§ **What is expected**: The pictures are to be left out when the listing below is reproduced word for word.

[Exercise material Boundary: Start]

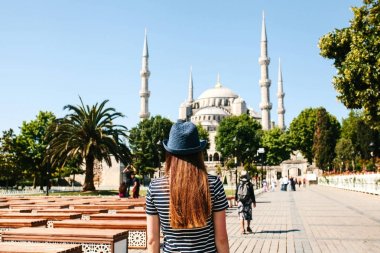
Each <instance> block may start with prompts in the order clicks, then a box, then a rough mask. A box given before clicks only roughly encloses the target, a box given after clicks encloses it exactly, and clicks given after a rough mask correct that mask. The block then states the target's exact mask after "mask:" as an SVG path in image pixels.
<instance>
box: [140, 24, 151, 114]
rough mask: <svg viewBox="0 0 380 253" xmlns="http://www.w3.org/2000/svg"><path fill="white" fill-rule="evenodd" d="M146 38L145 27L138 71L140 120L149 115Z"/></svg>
mask: <svg viewBox="0 0 380 253" xmlns="http://www.w3.org/2000/svg"><path fill="white" fill-rule="evenodd" d="M148 58H149V53H148V39H147V35H146V29H145V39H144V49H143V56H142V66H141V71H140V76H141V89H140V120H144V119H148V118H149V116H150V113H149V96H150V91H149V87H148V81H149V76H150V71H149V68H148Z"/></svg>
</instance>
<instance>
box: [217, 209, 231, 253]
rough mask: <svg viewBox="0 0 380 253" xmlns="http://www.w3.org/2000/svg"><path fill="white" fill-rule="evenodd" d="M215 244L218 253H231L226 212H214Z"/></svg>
mask: <svg viewBox="0 0 380 253" xmlns="http://www.w3.org/2000/svg"><path fill="white" fill-rule="evenodd" d="M214 226H215V244H216V250H217V251H218V253H229V252H230V249H229V245H228V235H227V228H226V210H223V211H220V212H214Z"/></svg>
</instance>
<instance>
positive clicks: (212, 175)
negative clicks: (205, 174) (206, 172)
mask: <svg viewBox="0 0 380 253" xmlns="http://www.w3.org/2000/svg"><path fill="white" fill-rule="evenodd" d="M207 177H208V181H210V182H215V181H216V180H217V179H218V177H217V176H214V175H211V174H207Z"/></svg>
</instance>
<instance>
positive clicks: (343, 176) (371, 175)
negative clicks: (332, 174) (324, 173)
mask: <svg viewBox="0 0 380 253" xmlns="http://www.w3.org/2000/svg"><path fill="white" fill-rule="evenodd" d="M318 184H320V185H326V186H331V187H336V188H340V189H346V190H352V191H359V192H365V193H371V194H377V195H380V174H362V175H340V176H324V177H319V178H318Z"/></svg>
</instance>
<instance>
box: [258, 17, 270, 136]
mask: <svg viewBox="0 0 380 253" xmlns="http://www.w3.org/2000/svg"><path fill="white" fill-rule="evenodd" d="M260 44H261V54H260V57H259V64H260V69H261V79H260V81H259V84H260V88H261V103H260V109H261V125H262V128H263V129H264V130H269V129H270V128H271V120H270V110H271V109H272V104H271V102H270V101H269V87H270V84H271V81H270V79H269V73H268V65H269V62H270V59H269V57H268V50H267V32H266V29H265V17H264V12H263V23H262V30H261V43H260Z"/></svg>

[Exercise material Boundary: End]

§ **Reply**:
Each <instance> block may start with prompts in the order clicks, then a box, then a rough mask. A box given before clicks only roughly encloses the target, a box given after clicks encloses it exactly, and clicks given after a rough mask correct that mask. The block then states the target's exact mask after "mask:" as an SVG path in image pixels.
<instance>
box: [140, 24, 151, 114]
rough mask: <svg viewBox="0 0 380 253" xmlns="http://www.w3.org/2000/svg"><path fill="white" fill-rule="evenodd" d="M146 38L145 27L138 71L140 120L149 115Z"/></svg>
mask: <svg viewBox="0 0 380 253" xmlns="http://www.w3.org/2000/svg"><path fill="white" fill-rule="evenodd" d="M148 58H149V53H148V39H147V35H146V29H145V39H144V49H143V56H142V66H141V71H140V76H141V89H140V120H144V119H148V118H149V116H150V113H149V96H150V91H149V87H148V81H149V76H150V71H149V68H148Z"/></svg>
</instance>
<instance>
box: [217, 209, 231, 253]
rough mask: <svg viewBox="0 0 380 253" xmlns="http://www.w3.org/2000/svg"><path fill="white" fill-rule="evenodd" d="M215 244L218 253H231L226 212H214Z"/></svg>
mask: <svg viewBox="0 0 380 253" xmlns="http://www.w3.org/2000/svg"><path fill="white" fill-rule="evenodd" d="M214 226H215V244H216V250H217V251H218V253H229V252H230V249H229V245H228V235H227V228H226V210H223V211H220V212H214Z"/></svg>
</instance>
<instance>
positive clicks: (212, 175)
negative clicks: (205, 174) (206, 172)
mask: <svg viewBox="0 0 380 253" xmlns="http://www.w3.org/2000/svg"><path fill="white" fill-rule="evenodd" d="M207 177H208V181H210V182H215V181H216V180H217V179H218V177H217V176H214V175H211V174H207Z"/></svg>
</instance>
<instance>
positive clicks: (343, 176) (371, 175)
negative clicks: (332, 174) (324, 173)
mask: <svg viewBox="0 0 380 253" xmlns="http://www.w3.org/2000/svg"><path fill="white" fill-rule="evenodd" d="M318 184H320V185H326V186H331V187H336V188H340V189H346V190H352V191H359V192H365V193H371V194H377V195H380V174H362V175H340V176H324V177H319V178H318Z"/></svg>
</instance>
<instance>
box: [258, 17, 270, 136]
mask: <svg viewBox="0 0 380 253" xmlns="http://www.w3.org/2000/svg"><path fill="white" fill-rule="evenodd" d="M260 44H261V54H260V57H259V64H260V69H261V79H260V81H259V84H260V88H261V103H260V109H261V125H262V128H263V129H264V130H269V129H270V128H271V120H270V110H271V109H272V104H271V102H270V101H269V87H270V84H271V81H270V79H269V73H268V65H269V62H270V59H269V57H268V50H267V32H266V29H265V17H264V12H263V23H262V30H261V43H260Z"/></svg>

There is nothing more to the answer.